JOB
Present the listing below as a JSON list of strings, one string per line and no blank lines, covering only the span from its start through the line containing "x=212 y=151", inclusive. Leave the pictures out of the answer.

ENTRIES PROVIDED
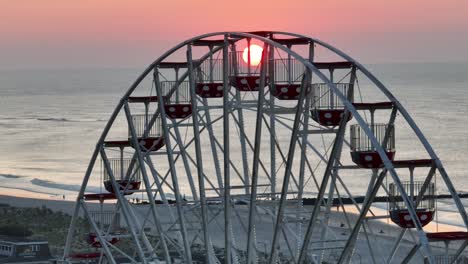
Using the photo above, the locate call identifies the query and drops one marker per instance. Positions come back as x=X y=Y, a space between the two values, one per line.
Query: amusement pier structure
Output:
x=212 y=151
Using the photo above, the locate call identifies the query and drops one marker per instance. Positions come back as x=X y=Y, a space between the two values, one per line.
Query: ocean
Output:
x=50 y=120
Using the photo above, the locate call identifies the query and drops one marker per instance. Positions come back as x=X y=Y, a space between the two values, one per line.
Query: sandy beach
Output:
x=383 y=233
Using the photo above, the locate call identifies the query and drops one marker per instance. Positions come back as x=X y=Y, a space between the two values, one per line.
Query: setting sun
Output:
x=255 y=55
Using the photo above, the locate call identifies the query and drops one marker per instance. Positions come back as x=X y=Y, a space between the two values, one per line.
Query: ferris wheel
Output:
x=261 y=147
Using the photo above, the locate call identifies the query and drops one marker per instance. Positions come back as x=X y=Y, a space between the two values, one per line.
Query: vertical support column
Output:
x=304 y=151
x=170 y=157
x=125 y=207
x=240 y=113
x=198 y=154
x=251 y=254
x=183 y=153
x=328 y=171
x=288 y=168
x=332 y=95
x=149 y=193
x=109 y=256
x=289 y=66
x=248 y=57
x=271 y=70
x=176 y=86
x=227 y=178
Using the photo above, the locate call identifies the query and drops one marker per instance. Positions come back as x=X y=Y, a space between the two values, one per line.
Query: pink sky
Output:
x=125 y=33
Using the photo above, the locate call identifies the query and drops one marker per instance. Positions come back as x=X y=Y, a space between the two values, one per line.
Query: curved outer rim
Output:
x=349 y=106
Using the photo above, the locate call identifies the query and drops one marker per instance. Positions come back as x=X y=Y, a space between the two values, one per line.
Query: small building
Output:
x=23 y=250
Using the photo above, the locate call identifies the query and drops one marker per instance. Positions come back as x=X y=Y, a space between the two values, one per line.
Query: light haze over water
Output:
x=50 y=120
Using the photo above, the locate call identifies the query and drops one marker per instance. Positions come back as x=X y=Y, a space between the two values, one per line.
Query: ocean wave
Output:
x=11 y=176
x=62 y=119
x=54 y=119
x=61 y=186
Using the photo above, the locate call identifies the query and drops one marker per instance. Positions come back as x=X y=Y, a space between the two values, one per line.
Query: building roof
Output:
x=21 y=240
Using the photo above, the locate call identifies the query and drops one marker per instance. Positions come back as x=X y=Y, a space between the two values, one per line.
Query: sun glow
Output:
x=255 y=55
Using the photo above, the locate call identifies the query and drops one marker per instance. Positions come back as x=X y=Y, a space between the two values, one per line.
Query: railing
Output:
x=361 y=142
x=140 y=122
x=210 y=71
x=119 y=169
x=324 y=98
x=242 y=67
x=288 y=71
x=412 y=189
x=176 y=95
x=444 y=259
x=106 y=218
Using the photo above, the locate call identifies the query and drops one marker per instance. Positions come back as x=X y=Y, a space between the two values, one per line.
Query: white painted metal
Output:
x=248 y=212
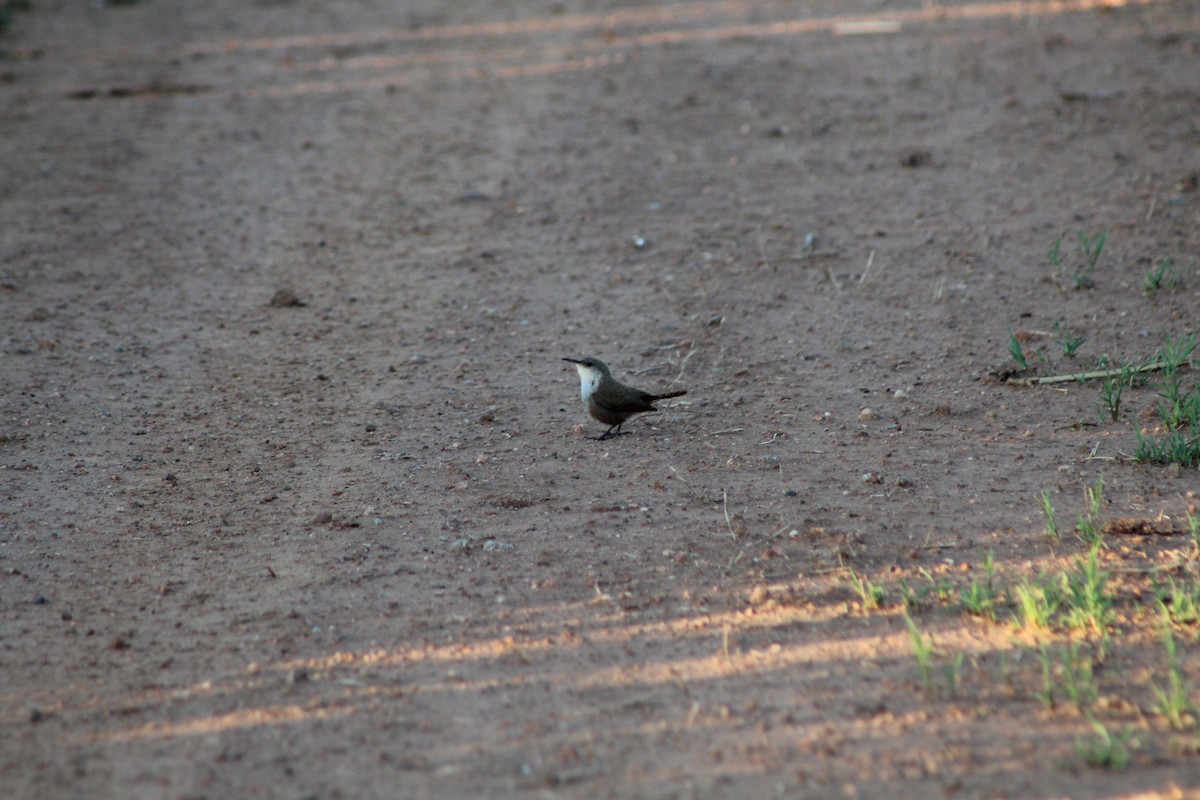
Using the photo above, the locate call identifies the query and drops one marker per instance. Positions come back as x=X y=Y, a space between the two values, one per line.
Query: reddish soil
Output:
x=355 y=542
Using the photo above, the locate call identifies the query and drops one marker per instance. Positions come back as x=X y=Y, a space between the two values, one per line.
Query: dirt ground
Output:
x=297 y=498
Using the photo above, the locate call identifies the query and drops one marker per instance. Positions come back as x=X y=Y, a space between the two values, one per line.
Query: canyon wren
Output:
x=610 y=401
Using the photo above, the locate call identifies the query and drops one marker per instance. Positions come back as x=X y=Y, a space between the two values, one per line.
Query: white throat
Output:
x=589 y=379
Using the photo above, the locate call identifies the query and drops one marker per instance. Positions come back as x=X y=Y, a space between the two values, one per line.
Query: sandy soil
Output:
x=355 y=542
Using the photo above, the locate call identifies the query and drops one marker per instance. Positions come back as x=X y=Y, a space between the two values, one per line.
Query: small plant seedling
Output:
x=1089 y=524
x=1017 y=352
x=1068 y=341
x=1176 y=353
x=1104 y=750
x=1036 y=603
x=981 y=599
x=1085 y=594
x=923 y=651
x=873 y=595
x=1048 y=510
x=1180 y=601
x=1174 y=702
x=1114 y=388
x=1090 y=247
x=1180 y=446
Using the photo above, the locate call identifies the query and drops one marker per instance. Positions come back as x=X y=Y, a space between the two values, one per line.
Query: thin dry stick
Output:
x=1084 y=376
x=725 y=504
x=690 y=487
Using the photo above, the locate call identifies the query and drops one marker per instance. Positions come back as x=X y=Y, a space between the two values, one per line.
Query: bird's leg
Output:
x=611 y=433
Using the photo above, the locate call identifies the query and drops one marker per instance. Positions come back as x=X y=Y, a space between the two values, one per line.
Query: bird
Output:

ANSWER BELOW
[
  "Using the photo above, the locate call identifies the query and drops one marker per instance. Positions come back as x=X y=Y, a space between the two values, one per line.",
  "Query: amusement pier structure",
  "Output:",
  "x=212 y=151"
]